Task material
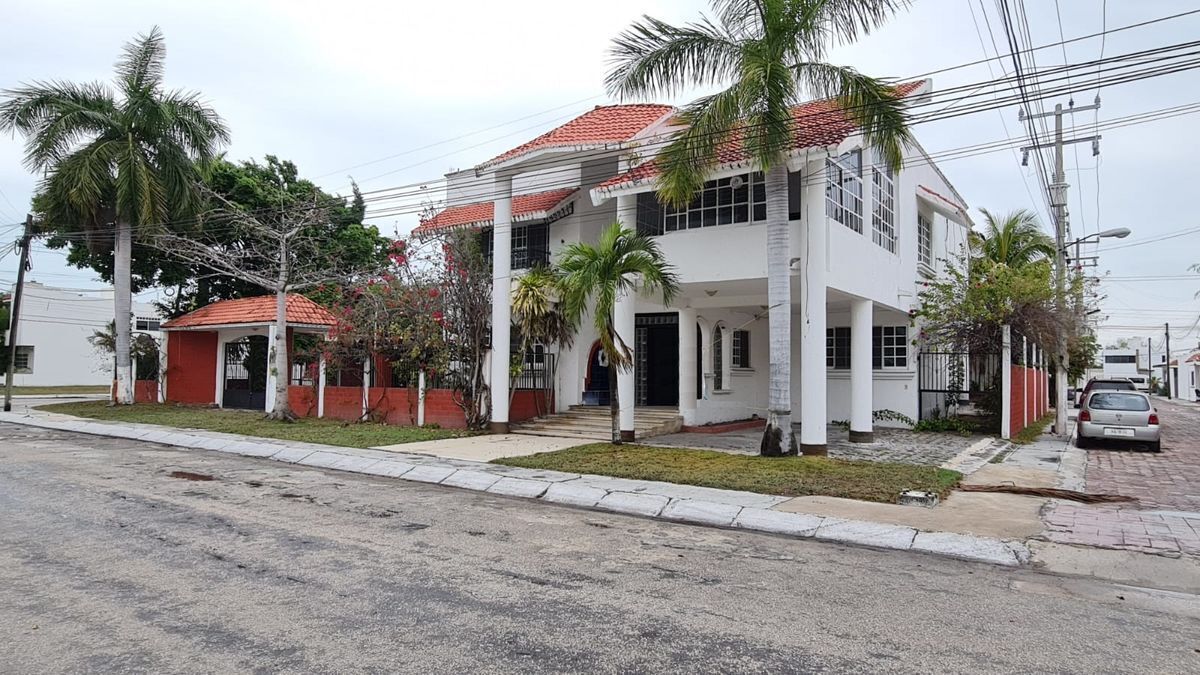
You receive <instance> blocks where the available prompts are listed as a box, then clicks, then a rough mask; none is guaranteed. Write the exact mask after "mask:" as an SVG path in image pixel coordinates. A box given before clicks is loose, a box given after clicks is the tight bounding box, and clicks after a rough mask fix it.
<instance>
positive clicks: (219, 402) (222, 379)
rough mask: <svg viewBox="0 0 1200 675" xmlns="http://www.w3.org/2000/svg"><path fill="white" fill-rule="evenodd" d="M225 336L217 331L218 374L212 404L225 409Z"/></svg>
mask: <svg viewBox="0 0 1200 675" xmlns="http://www.w3.org/2000/svg"><path fill="white" fill-rule="evenodd" d="M224 346H226V340H224V335H223V334H222V333H221V331H220V330H218V331H217V372H216V378H215V380H214V390H212V402H214V404H216V405H217V407H218V408H223V407H224Z"/></svg>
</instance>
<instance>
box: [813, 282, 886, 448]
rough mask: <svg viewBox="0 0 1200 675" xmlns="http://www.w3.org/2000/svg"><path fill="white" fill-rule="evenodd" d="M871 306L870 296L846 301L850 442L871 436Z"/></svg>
mask: <svg viewBox="0 0 1200 675" xmlns="http://www.w3.org/2000/svg"><path fill="white" fill-rule="evenodd" d="M874 310H875V306H874V304H872V303H871V300H862V299H858V300H852V301H851V303H850V440H851V442H854V443H870V442H872V441H874V440H875V426H874V419H872V418H871V408H872V407H874V404H875V392H874V384H875V382H874V377H872V372H871V334H872V333H871V329H872V327H874V324H875V316H874V313H875V312H874ZM802 436H803V434H802Z"/></svg>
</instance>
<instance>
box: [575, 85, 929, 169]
mask: <svg viewBox="0 0 1200 675" xmlns="http://www.w3.org/2000/svg"><path fill="white" fill-rule="evenodd" d="M926 82H928V80H924V79H919V80H913V82H906V83H902V84H898V85H896V91H899V92H900V96H908V95H911V94H913V92H914V91H918V90H919V89H922V86H923V85H924V84H925V83H926ZM856 129H857V127H856V125H854V123H853V121H851V120H850V118H847V117H846V113H845V112H842V109H841V108H840V107H839V106H838V103H836V102H835V101H833V100H829V98H824V100H821V101H810V102H808V103H800V104H799V106H794V107H792V135H793V137H794V141H793V143H792V148H793V149H797V150H800V149H804V148H820V147H824V145H836V144H838V143H841V142H842V141H845V139H846V138H847V137H850V135H851V133H853V132H854V130H856ZM743 141H744V135H743V133H740V132H734V135H733V137H732V138H730V139H728V141H727V142H726V143H725V144H722V145H721V147H720V148H719V149H718V161H716V163H718V165H737V163H739V162H745V161H748V160H749V156H748V155H746V153H745V149H744V148H743ZM658 174H659V168H658V166H656V165H655V162H654V161H653V160H652V161H649V162H646V163H643V165H640V166H637V167H635V168H634V169H631V171H629V172H626V173H623V174H618V175H614V177H612V178H610V179H608V180H606V181H604V183H601V184H600V185H598V186H596V187H595V190H598V191H601V192H602V191H606V190H611V189H613V187H617V186H619V185H624V184H628V183H642V181H643V180H647V179H650V178H654V177H656V175H658Z"/></svg>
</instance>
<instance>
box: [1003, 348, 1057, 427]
mask: <svg viewBox="0 0 1200 675" xmlns="http://www.w3.org/2000/svg"><path fill="white" fill-rule="evenodd" d="M1010 368H1012V384H1013V389H1012V393H1010V395H1009V400H1008V402H1009V408H1008V410H1009V420H1008V432H1009V435H1012V436H1015V435H1018V434H1019V432H1021V430H1024V429H1025V428H1026V426H1028V425H1031V424H1033V423H1034V422H1037V420H1038V419H1039V418H1040V417H1042V416H1044V414H1045V413H1046V412H1049V411H1050V398H1049V392H1048V388H1049V386H1050V377H1049V374H1048V372H1046V371H1044V370H1039V369H1036V368H1025V366H1020V365H1014V366H1010Z"/></svg>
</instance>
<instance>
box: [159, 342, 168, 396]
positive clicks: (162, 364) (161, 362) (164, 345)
mask: <svg viewBox="0 0 1200 675" xmlns="http://www.w3.org/2000/svg"><path fill="white" fill-rule="evenodd" d="M158 335H160V337H158V402H160V404H166V402H167V352H168V345H167V340H168V335H167V334H166V333H160V334H158Z"/></svg>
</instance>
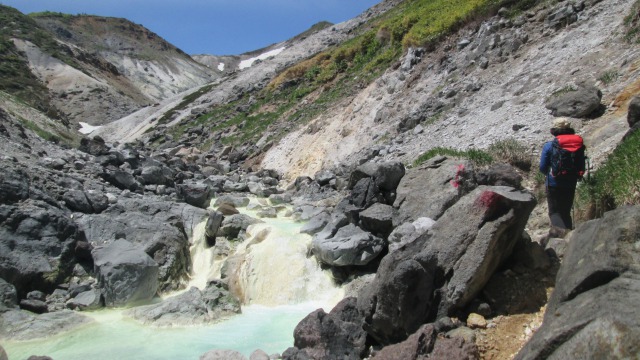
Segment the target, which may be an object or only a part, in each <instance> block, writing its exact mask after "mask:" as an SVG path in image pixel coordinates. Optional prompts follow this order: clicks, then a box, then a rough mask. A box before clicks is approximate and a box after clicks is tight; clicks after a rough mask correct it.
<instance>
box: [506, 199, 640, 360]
mask: <svg viewBox="0 0 640 360" xmlns="http://www.w3.org/2000/svg"><path fill="white" fill-rule="evenodd" d="M639 239H640V206H633V207H625V208H620V209H617V210H614V211H611V212H607V213H605V215H604V216H603V217H602V219H597V220H591V221H588V222H586V223H584V224H581V225H580V226H579V227H578V228H577V229H576V230H575V231H574V232H573V233H572V234H571V237H570V239H569V240H570V244H569V248H568V249H567V252H566V254H565V257H564V260H563V262H562V266H561V268H560V271H559V272H558V276H557V279H556V288H555V290H554V291H553V294H552V295H551V298H550V300H549V304H548V306H547V310H546V312H545V316H544V321H543V323H542V326H541V327H540V329H538V331H537V332H536V333H535V335H534V336H533V338H532V339H531V340H530V341H529V342H528V343H527V344H526V345H525V347H524V348H523V349H522V350H521V351H520V353H518V355H517V356H516V359H541V358H552V359H569V358H574V359H577V358H580V359H605V358H616V359H634V358H637V356H638V354H640V342H638V339H639V338H640V316H638V304H639V303H640V268H638V264H640V248H639V247H638V245H637V244H638V240H639Z"/></svg>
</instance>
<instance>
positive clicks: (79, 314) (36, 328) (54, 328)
mask: <svg viewBox="0 0 640 360" xmlns="http://www.w3.org/2000/svg"><path fill="white" fill-rule="evenodd" d="M92 322H93V320H92V319H91V318H90V317H87V316H85V315H82V314H80V313H78V312H76V311H71V310H62V311H56V312H50V313H46V314H40V315H36V314H33V313H31V312H28V311H21V310H10V311H6V312H4V313H0V339H7V340H16V341H27V340H29V341H33V340H36V339H44V338H48V337H51V336H55V335H58V334H62V333H65V332H68V331H71V330H73V329H77V328H79V327H81V326H86V325H87V324H90V323H92Z"/></svg>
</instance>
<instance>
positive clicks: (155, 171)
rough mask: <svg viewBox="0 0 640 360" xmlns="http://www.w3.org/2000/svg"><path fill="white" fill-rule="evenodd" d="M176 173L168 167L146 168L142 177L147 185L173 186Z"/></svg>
mask: <svg viewBox="0 0 640 360" xmlns="http://www.w3.org/2000/svg"><path fill="white" fill-rule="evenodd" d="M173 176H174V173H173V171H171V169H169V168H168V167H166V166H157V165H152V166H145V167H143V168H142V171H141V172H140V177H141V178H142V180H143V181H144V184H145V185H173Z"/></svg>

Exercise aim
Reproduce all of the records above word for word, leaving out the pictures.

Exercise answer
You receive <instance> blocks where the available prompts are listed as a box, then clicks, then a rough mask; none is guaranteed. Write the exact mask after "mask:" as an SVG path in image pixel coordinates. A box given before clicks is loose, a box given after clicks is the tight bounding box, and clicks after a rough mask fix it.
<instance>
positive clicks: (219, 402) (222, 379)
rough mask: <svg viewBox="0 0 1200 675" xmlns="http://www.w3.org/2000/svg"><path fill="white" fill-rule="evenodd" d="M225 336L217 331L218 374L212 404L225 409Z"/></svg>
mask: <svg viewBox="0 0 1200 675" xmlns="http://www.w3.org/2000/svg"><path fill="white" fill-rule="evenodd" d="M224 346H226V340H224V335H223V334H222V333H221V331H220V330H218V331H217V372H216V378H215V380H214V390H212V402H214V404H216V405H217V407H218V408H223V407H224Z"/></svg>
</instance>
<instance>
box: [813, 282, 886, 448]
rough mask: <svg viewBox="0 0 1200 675" xmlns="http://www.w3.org/2000/svg"><path fill="white" fill-rule="evenodd" d="M871 306L870 296L846 301L850 442L871 436Z"/></svg>
mask: <svg viewBox="0 0 1200 675" xmlns="http://www.w3.org/2000/svg"><path fill="white" fill-rule="evenodd" d="M874 310H875V306H874V304H872V303H871V300H862V299H858V300H852V301H851V303H850V440H851V442H854V443H870V442H872V441H874V440H875V426H874V419H872V418H871V408H872V407H874V404H875V392H874V384H875V382H874V377H872V372H871V334H872V333H871V329H872V327H874V324H875V316H874V313H875V312H874ZM802 436H803V434H802Z"/></svg>
</instance>
<instance>
box: [575, 85, 929, 169]
mask: <svg viewBox="0 0 1200 675" xmlns="http://www.w3.org/2000/svg"><path fill="white" fill-rule="evenodd" d="M926 82H928V80H924V79H919V80H913V82H906V83H902V84H898V85H896V91H899V92H900V96H908V95H911V94H913V92H914V91H918V90H919V89H922V86H923V85H924V84H925V83H926ZM856 129H857V127H856V125H854V123H853V121H851V120H850V118H847V117H846V113H845V112H842V109H841V108H840V107H839V106H838V103H836V102H835V101H833V100H829V98H824V100H821V101H810V102H808V103H800V104H799V106H794V107H792V135H793V137H794V141H793V143H792V148H793V149H797V150H800V149H804V148H820V147H824V145H836V144H838V143H841V142H842V141H845V139H846V138H847V137H850V135H851V133H853V132H854V130H856ZM743 141H744V135H743V133H740V132H734V135H733V137H732V138H730V139H728V141H727V142H726V143H725V144H722V145H721V147H720V148H719V149H718V161H716V163H718V165H737V163H739V162H745V161H748V160H749V156H748V155H746V153H745V149H744V148H743ZM658 174H659V168H658V166H656V165H655V162H654V161H653V160H652V161H649V162H646V163H643V165H640V166H637V167H635V168H634V169H631V171H629V172H626V173H623V174H618V175H614V177H612V178H610V179H608V180H606V181H604V183H601V184H600V185H598V186H596V187H595V190H598V191H601V192H602V191H606V190H611V189H613V187H617V186H619V185H624V184H628V183H642V181H643V180H647V179H650V178H654V177H656V175H658Z"/></svg>
</instance>
<instance>
box: [1003, 348, 1057, 427]
mask: <svg viewBox="0 0 1200 675" xmlns="http://www.w3.org/2000/svg"><path fill="white" fill-rule="evenodd" d="M1010 368H1012V384H1013V389H1012V393H1010V395H1009V400H1008V402H1009V408H1008V410H1009V420H1008V432H1009V435H1012V436H1015V435H1018V434H1019V432H1021V430H1024V429H1025V428H1026V426H1028V425H1031V424H1033V423H1034V422H1037V420H1038V419H1039V418H1040V417H1042V416H1044V414H1045V413H1046V412H1049V411H1050V398H1049V392H1048V388H1049V386H1050V377H1049V374H1048V372H1046V371H1044V370H1039V369H1036V368H1025V366H1020V365H1014V366H1010Z"/></svg>
</instance>
<instance>
box: [159, 342, 168, 396]
positive clicks: (162, 364) (161, 362) (164, 345)
mask: <svg viewBox="0 0 1200 675" xmlns="http://www.w3.org/2000/svg"><path fill="white" fill-rule="evenodd" d="M158 335H160V337H158V402H160V404H166V402H167V352H168V345H167V340H168V335H167V334H166V333H160V334H158Z"/></svg>
</instance>
Segment the target, which may be an object or only a part, in each <instance> block, writing its exact mask after "mask:" as an SVG path in image pixel coordinates. Optional prompts follow this order: clicks, then a box, then a rough mask. A box before clicks is approximate and a box after clicks is tight; clicks after a rough mask correct it.
<instance>
box: [506, 199, 640, 360]
mask: <svg viewBox="0 0 640 360" xmlns="http://www.w3.org/2000/svg"><path fill="white" fill-rule="evenodd" d="M639 239H640V206H633V207H625V208H620V209H617V210H614V211H611V212H607V213H605V215H604V216H603V217H602V219H597V220H591V221H588V222H586V223H584V224H581V225H580V226H579V227H578V228H577V229H576V230H575V231H574V232H573V233H572V234H571V237H570V239H569V240H570V244H569V248H568V249H567V252H566V254H565V257H564V260H563V262H562V266H561V268H560V271H559V272H558V276H557V279H556V288H555V290H554V291H553V294H552V295H551V298H550V300H549V304H548V306H547V310H546V312H545V316H544V321H543V323H542V326H541V327H540V329H538V331H537V332H536V333H535V335H534V336H533V338H532V339H531V340H530V341H529V342H528V343H527V344H526V345H525V347H524V348H523V349H522V350H521V351H520V353H518V355H517V356H516V359H541V358H552V359H569V358H574V359H577V358H580V359H605V358H616V359H634V358H637V356H638V354H640V342H638V339H639V338H640V316H638V304H639V303H640V268H638V264H640V248H639V247H638V245H637V244H638V240H639Z"/></svg>
</instance>
<instance>
positive clicks: (79, 314) (36, 328) (54, 328)
mask: <svg viewBox="0 0 640 360" xmlns="http://www.w3.org/2000/svg"><path fill="white" fill-rule="evenodd" d="M92 322H93V320H92V319H91V318H90V317H87V316H85V315H82V314H80V313H78V312H76V311H71V310H62V311H56V312H50V313H46V314H40V315H36V314H33V313H31V312H28V311H21V310H10V311H6V312H4V313H0V339H7V340H16V341H27V340H29V341H33V340H36V339H44V338H48V337H51V336H55V335H58V334H62V333H65V332H68V331H71V330H73V329H77V328H79V327H81V326H86V325H87V324H90V323H92Z"/></svg>
</instance>
<instance>
positive clicks: (155, 171)
rough mask: <svg viewBox="0 0 640 360" xmlns="http://www.w3.org/2000/svg"><path fill="white" fill-rule="evenodd" d="M176 173L168 167L146 168L142 177L147 185L173 186Z"/></svg>
mask: <svg viewBox="0 0 640 360" xmlns="http://www.w3.org/2000/svg"><path fill="white" fill-rule="evenodd" d="M173 176H174V173H173V171H171V169H169V168H168V167H166V166H157V165H152V166H145V167H143V168H142V171H141V172H140V177H141V178H142V180H143V181H144V184H145V185H173Z"/></svg>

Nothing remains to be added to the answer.